Text passage
Alignment of the amino acid sequences of the proteins codified by mouse and human spliced mRNAs. Amino acid residues are at right. Horizontal lines indicate seven transmembrane spanning α-helices. Vertical lines indicate identical residues. Arrows and ♦ indicate invariant cysteines and prolines, respectively.

Figure 3

RNA blot analysis of mRNA from mouse tissues probed with exon 2 of Dfy. (Lane 1) 2 μg of bone marrow mRNA; (lane 2) 5 μg of spleen mRNA; (lane 3) 5 μg of liver mRNA; (lane 4) 5 μg of lung mRNA; (lane 5) 10 μg of kidney mRNA; (lane 6) 10 μg of heart mRNA; (lane 7) 5 μg of skeletal muscle mRNA; (lane 8) 1 μg of brain mRNA. Actin probe was used to test the integrity of the mRNA fraction and to determine the relative abundance of poly(A)⁺ RNA. RNAs were resolved on a 1.5% denaturing agarose gel hybridized and autoradiographed for 5 days. The relative amount of mRNA was determined with the Eagle Eye II Still Video System (Stratagene). The Duffy-like mRNA/actin mRNA ratios were as follows: (lane 1) 1.80; (lane 2) 2.30; (lane 3) 0.78; (lane 4) −; (lane 5) −; (lane 6) 0.09; (lane 7) 0.09; (lane 8) 10.72.

Exercise data
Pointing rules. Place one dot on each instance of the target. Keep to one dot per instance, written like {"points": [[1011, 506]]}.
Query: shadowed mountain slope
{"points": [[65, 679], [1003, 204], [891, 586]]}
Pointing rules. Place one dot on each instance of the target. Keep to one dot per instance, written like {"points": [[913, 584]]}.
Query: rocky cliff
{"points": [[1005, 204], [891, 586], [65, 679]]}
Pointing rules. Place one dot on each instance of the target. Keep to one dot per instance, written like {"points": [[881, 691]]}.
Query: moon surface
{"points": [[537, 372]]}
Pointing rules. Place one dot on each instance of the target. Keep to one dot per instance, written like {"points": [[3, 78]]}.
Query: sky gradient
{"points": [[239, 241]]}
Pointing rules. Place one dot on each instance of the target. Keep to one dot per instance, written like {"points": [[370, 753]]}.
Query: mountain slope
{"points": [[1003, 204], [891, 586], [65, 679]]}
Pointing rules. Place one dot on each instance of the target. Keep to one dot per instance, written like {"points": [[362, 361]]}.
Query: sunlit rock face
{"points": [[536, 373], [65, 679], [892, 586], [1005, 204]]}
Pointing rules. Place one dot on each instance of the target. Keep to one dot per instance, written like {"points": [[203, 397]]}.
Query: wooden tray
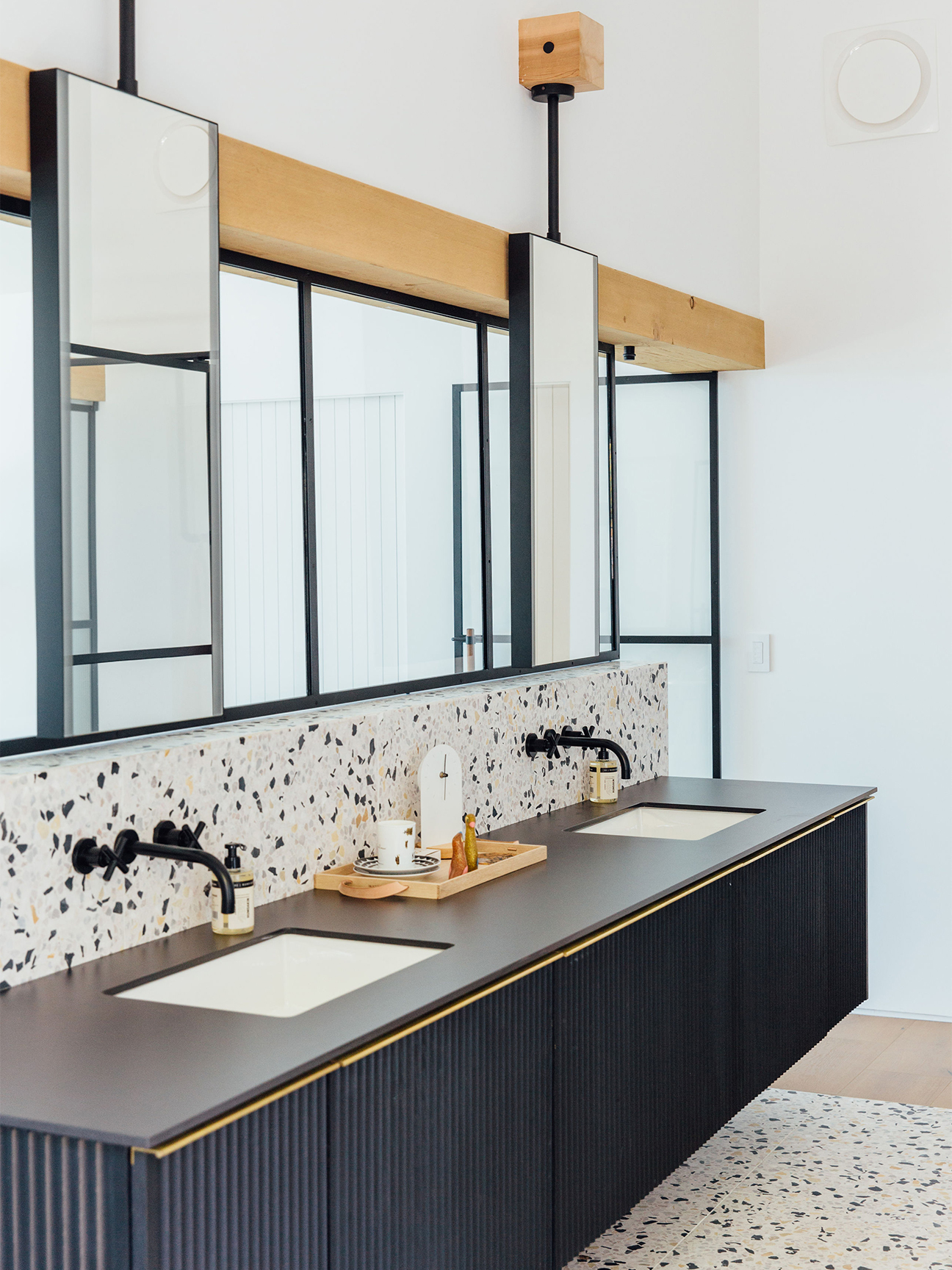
{"points": [[502, 858]]}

Activity list
1. Answer these questions using the figure legends:
(a) How many transmembrane spanning α-helices do the horizontal lines indicate?
(b) For how many days were the RNA blots autoradiographed?
(c) What Duffy-like mRNA/actin mRNA ratio is given for lane 8?
2. Name every mouse tissue whose mRNA is listed by lane in the figure legends.
3. Resume the figure legends on the Duffy-like mRNA right after their final sentence.
The data have no connection to the figure legends.

Answers provided
1.
(a) Seven
(b) 5 days
(c) 10.72

2. Bone marrow, spleen, liver, lung, kidney, heart, skeletal muscle, brain

3.
Figure 4

Location of Dfy on mouse chromosome 1. The genetic map was derived from segregation analysis of 144 interspecific backcross progeny. The number of observed recombinant chromosomes over the total number of analyzed chromosomes was used to estimate the recombination frequency between adjacent loci. These interlocus recombination estimates are shown to the right of the chromosome along with their associated standard errors (shown in parentheses). Map locations for known human homologs are shown at left.

Figure 5

Inhibition of ¹²⁵I-labeled MGSA binding to K562 cells stably expressing the mouse Duffy-like protein and mouse erythrocytes. K562 cells and mouse erythrocytes were incubated for 30 min at 37°C with ¹²⁵I-labeled MGSA (0.5 nm) in the absence or presence of 0.25 μm of unlabeled MGSA, MCP-1, IL-8, RANTES, MIP-1α, MIP-1β, Eotaxin, GROα, and GROβ. The binding reactions were stopped as described (Neote et al. 1993; Chaudhuri et al. 1994). The data are expressed as cpm of ¹²⁵I-labeled MGSA bound (per 10⁶ cells) for K562 cells and (per 10⁷ cells) for mouse erythrocytes. Abbreviations for human and murine chemokines are hu and mu, respectively.